§ **Activity**:
The line containing "Accessibility service: describe the position of every bracelet" and all lines following it in the listing below are to be reproduced exactly, with no other lines.
---
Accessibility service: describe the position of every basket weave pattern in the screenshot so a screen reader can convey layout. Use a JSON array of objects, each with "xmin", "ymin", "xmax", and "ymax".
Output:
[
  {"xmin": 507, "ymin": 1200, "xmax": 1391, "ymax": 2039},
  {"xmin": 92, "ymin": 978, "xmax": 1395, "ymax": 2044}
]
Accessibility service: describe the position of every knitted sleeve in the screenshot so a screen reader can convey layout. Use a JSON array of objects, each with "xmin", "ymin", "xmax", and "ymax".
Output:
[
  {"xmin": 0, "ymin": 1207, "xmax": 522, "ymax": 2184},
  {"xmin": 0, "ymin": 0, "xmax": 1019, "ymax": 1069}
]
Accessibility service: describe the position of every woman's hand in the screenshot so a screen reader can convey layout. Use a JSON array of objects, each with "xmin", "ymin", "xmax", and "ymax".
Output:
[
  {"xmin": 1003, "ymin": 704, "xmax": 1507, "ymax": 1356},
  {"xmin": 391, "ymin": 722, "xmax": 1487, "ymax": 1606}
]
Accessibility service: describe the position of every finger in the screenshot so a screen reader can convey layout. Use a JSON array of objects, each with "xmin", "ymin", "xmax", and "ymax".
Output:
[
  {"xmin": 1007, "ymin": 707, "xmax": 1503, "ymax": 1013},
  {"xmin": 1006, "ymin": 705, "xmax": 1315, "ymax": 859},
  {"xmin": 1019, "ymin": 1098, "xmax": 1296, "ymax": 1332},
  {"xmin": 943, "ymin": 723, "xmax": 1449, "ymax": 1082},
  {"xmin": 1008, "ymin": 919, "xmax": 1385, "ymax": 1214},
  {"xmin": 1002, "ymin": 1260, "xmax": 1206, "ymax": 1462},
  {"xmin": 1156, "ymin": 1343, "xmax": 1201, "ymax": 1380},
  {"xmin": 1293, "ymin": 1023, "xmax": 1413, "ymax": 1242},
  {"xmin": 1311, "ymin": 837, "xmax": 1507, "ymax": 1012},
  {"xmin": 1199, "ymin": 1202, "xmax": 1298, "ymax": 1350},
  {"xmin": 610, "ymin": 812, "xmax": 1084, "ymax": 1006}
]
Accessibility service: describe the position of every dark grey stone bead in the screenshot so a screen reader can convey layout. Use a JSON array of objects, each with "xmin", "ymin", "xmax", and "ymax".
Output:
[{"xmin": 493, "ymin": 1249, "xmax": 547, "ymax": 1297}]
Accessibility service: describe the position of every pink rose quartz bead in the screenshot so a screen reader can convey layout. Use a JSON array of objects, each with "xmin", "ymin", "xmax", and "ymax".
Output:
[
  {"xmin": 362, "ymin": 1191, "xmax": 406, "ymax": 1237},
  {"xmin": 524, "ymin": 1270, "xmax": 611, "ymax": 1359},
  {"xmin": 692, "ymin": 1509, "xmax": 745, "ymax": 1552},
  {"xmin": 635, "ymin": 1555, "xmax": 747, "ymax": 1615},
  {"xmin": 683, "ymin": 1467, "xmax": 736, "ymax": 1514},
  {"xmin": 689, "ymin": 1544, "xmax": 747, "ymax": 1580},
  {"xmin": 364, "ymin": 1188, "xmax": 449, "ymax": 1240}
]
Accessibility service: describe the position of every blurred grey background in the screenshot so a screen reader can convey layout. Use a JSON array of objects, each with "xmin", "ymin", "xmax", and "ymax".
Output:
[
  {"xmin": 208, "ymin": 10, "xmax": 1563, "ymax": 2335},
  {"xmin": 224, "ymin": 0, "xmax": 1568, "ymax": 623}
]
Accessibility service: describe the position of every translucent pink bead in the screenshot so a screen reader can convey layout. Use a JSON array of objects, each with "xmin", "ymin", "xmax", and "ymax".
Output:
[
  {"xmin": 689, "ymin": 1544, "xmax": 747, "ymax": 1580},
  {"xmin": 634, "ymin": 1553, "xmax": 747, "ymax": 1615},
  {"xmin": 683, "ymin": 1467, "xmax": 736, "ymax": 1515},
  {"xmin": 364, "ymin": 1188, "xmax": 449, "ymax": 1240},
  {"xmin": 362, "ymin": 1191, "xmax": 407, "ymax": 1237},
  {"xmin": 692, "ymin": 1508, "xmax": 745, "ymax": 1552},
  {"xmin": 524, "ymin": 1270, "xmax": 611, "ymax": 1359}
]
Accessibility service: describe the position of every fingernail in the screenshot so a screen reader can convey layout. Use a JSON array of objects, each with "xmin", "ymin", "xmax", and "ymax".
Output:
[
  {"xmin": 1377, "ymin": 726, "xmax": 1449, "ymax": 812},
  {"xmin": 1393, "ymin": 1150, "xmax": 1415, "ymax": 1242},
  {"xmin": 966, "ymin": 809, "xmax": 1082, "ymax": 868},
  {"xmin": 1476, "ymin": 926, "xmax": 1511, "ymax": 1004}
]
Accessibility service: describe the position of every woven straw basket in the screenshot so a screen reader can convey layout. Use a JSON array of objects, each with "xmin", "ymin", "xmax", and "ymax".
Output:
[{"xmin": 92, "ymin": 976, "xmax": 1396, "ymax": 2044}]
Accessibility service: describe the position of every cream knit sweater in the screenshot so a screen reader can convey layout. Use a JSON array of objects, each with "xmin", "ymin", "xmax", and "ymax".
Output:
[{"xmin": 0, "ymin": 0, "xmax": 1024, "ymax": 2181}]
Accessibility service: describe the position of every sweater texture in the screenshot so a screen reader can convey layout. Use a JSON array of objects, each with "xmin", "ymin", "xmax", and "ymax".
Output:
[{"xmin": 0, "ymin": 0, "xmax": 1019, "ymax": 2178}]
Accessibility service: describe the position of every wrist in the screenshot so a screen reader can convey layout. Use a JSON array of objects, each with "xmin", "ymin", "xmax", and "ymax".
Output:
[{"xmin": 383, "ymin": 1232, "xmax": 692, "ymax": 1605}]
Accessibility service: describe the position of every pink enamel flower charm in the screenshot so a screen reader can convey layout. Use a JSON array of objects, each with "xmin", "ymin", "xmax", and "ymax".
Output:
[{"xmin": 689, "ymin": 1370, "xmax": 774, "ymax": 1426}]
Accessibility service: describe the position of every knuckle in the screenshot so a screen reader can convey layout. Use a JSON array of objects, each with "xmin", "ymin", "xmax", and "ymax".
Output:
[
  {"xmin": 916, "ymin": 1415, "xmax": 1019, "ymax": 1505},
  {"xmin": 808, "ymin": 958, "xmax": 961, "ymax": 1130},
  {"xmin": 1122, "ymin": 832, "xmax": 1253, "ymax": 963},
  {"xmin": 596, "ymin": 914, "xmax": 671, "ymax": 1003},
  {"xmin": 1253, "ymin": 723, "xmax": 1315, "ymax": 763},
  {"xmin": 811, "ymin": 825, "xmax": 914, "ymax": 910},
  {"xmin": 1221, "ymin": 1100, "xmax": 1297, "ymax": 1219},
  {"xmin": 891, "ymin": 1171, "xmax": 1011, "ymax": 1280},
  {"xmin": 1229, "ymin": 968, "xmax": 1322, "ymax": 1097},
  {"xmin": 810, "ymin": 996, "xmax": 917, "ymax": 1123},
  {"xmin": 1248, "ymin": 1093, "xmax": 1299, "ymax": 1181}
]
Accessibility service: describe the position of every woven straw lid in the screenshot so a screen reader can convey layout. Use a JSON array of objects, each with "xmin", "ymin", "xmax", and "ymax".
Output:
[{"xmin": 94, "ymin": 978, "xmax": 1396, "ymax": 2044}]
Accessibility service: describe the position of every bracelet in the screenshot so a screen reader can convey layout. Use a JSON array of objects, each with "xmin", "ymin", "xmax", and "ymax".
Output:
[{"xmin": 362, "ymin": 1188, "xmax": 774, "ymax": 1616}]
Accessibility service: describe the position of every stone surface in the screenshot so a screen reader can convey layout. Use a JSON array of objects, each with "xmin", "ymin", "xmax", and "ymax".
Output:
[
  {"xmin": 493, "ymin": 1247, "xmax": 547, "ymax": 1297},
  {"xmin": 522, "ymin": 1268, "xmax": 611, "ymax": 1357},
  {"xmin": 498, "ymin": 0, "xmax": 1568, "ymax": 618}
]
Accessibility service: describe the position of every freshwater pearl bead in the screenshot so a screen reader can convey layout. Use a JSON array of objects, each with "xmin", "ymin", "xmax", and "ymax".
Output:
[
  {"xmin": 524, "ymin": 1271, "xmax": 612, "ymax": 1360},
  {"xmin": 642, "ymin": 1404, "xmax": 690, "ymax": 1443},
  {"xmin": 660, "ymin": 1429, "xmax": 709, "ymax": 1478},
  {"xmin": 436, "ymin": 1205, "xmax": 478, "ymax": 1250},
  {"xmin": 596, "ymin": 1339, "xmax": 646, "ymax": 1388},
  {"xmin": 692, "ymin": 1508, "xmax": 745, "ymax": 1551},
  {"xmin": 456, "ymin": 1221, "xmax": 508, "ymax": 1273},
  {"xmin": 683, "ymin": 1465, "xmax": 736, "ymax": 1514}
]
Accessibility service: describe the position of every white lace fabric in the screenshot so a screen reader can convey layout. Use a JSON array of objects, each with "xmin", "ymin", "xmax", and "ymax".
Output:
---
§ **Solution for this task**:
Accessibility service: describe the position of every bracelet in the screenshot so a screen reader can convey layout. Use a JSON array of objects, each with "xmin", "ymin", "xmax", and "ymax".
Output:
[{"xmin": 362, "ymin": 1188, "xmax": 774, "ymax": 1616}]
Accessibility service: describe the position of every stone surface in the screenshot so a screen reader can convey layout. Use a JSON array of objects, each with "xmin", "ymin", "xmax", and "ymax".
Output:
[
  {"xmin": 493, "ymin": 1247, "xmax": 547, "ymax": 1297},
  {"xmin": 522, "ymin": 1268, "xmax": 611, "ymax": 1357},
  {"xmin": 498, "ymin": 0, "xmax": 1568, "ymax": 618}
]
Accessibility service: describe the position of every freshwater pearl bead in the screenshot so a screen reader can convey layout. Use a JSON array of objects, each with "xmin", "ymin", "xmax", and "ymax".
Output:
[
  {"xmin": 524, "ymin": 1271, "xmax": 612, "ymax": 1360},
  {"xmin": 642, "ymin": 1404, "xmax": 690, "ymax": 1443},
  {"xmin": 660, "ymin": 1429, "xmax": 709, "ymax": 1478},
  {"xmin": 436, "ymin": 1205, "xmax": 478, "ymax": 1250},
  {"xmin": 596, "ymin": 1339, "xmax": 646, "ymax": 1388},
  {"xmin": 692, "ymin": 1508, "xmax": 745, "ymax": 1551},
  {"xmin": 456, "ymin": 1221, "xmax": 508, "ymax": 1273},
  {"xmin": 683, "ymin": 1465, "xmax": 736, "ymax": 1514}
]
Accessibility service: describe the position of every white lace fabric in the screenshot so a screen reader can convey layout. Use a JSON array of objects, each with "xmin", "ymin", "xmax", and "ymax".
Output:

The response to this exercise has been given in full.